[To do]
Quote the entries that follow exactly, leaving none out.

▶

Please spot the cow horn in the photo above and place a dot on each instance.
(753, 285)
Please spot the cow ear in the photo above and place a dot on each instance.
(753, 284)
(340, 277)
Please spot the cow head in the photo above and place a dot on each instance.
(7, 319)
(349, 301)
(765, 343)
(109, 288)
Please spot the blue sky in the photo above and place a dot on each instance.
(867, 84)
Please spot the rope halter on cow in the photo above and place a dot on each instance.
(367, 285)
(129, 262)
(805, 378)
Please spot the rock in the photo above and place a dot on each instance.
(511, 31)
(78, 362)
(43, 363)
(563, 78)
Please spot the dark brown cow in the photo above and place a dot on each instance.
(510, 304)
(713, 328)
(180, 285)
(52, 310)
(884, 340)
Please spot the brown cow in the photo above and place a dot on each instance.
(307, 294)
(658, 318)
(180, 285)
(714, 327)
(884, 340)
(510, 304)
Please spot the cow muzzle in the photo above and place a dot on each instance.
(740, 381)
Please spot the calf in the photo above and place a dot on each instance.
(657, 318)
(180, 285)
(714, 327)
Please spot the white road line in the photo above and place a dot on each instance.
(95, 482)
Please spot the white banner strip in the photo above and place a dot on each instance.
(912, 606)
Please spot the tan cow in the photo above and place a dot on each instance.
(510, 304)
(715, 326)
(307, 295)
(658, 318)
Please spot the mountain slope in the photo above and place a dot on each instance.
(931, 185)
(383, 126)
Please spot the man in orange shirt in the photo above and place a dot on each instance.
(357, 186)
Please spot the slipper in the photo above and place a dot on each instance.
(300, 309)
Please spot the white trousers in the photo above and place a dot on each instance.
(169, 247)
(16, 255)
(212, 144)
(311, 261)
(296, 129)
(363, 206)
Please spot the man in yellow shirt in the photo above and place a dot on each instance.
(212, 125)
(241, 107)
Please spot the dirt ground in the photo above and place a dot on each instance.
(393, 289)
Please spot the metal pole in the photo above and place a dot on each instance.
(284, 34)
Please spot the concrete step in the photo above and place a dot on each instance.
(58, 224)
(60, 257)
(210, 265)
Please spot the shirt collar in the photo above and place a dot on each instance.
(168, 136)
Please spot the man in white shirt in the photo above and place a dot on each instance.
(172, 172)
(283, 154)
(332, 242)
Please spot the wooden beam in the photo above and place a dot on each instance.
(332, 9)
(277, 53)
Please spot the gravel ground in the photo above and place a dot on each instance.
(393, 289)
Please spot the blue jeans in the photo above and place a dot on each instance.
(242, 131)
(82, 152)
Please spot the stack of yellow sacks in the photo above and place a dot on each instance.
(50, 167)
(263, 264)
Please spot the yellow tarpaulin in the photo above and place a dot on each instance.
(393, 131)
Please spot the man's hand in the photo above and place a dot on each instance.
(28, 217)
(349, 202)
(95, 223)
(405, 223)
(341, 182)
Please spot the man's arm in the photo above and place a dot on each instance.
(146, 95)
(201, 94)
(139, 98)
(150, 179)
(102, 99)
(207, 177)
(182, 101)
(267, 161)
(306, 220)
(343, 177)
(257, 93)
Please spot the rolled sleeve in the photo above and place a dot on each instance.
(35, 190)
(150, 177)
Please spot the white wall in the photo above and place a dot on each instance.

◀

[Result of this task]
Please spot the cow horn in the photo above and place a dot on each instance.
(753, 285)
Please spot the cow ear in the photo above and place a dot on each instance.
(753, 284)
(340, 277)
Please spot the cow head in the photo above and place a dot on each instance.
(7, 319)
(349, 301)
(765, 343)
(109, 288)
Please spot the blue sky in the photo above and place a dot on each instance.
(867, 84)
Please spot the rope halter on cow in the photo above and place a dot on each instance.
(367, 285)
(129, 262)
(805, 378)
Please spot the rock in the photo above and place a dot on each instance.
(511, 31)
(78, 362)
(43, 363)
(563, 78)
Please spot the dark brown cow in the photo above and place a dot on each instance.
(510, 304)
(713, 328)
(180, 285)
(52, 310)
(884, 340)
Please spot the brown cow in the photo above and place a dot on each instance.
(307, 294)
(658, 318)
(180, 285)
(714, 327)
(884, 340)
(510, 304)
Please spot the cow muzzle in the photo above and place a dot on each instance.
(740, 381)
Please spot the calf in the photo above and place a dot on each instance.
(657, 318)
(180, 285)
(714, 327)
Please spot the white road line in the photo above and place a dot on each instance.
(95, 482)
Please spot the white banner strip in the photo above and place a dot on each instance.
(912, 606)
Please spot the tan cow in the photo above and place a dot on each instance.
(510, 304)
(715, 326)
(307, 295)
(658, 318)
Please spot the mountain slope in the photo above and place a dot on each instance.
(931, 185)
(383, 126)
Please spot the man in orange shirt in the photo above and place a dot on each instance.
(357, 186)
Please spot the slipper in the photo above and place a dot on each instance.
(300, 309)
Please spot the white trousers in the photo above and place a dot on each instance.
(169, 247)
(16, 255)
(212, 144)
(311, 261)
(296, 129)
(363, 206)
Please spot the man in yellow shirt in the photo above and place a dot on each instance.
(212, 125)
(241, 107)
Please spot the dirt ground in the photo above and place a dot on each instance.
(393, 289)
Please spot the metal pole in the photo above and place a dot on each instance.
(284, 34)
Please spot the concrete step in the photo above and place a dot on each instance.
(58, 224)
(60, 257)
(210, 265)
Please spot the shirt collar in the photo above and place a dot on each instance.
(168, 136)
Please spot the man in white shirt in the photo above and place a dot on each instance.
(172, 172)
(283, 154)
(332, 242)
Please spot the wooden beam in the photo above and place a dot on each instance.
(332, 9)
(277, 53)
Please spot the gravel ground in the photo above and place a dot on each instance.
(393, 289)
Please spot the blue jeans in the photo above and place a dot on each instance.
(242, 131)
(82, 152)
Please spot the stack of yellow sacks in the photo above and place a dot on each instance.
(50, 167)
(263, 264)
Please spot the yellow tarpaulin in the photo above and place a dot on each instance.
(393, 131)
Please spot the man's hand in the photo above and place a dot on each instance.
(28, 217)
(349, 202)
(95, 223)
(405, 223)
(341, 182)
Please spot the man's arm in the photo above and place a dot on each instance.
(146, 95)
(201, 94)
(139, 98)
(150, 179)
(102, 99)
(207, 177)
(182, 101)
(267, 161)
(306, 220)
(343, 177)
(257, 93)
Please spot the rolled sleeve in the photo above and place a dot on each instance.
(35, 190)
(150, 177)
Please spot the white wall in the photo above and place a dot on each instance.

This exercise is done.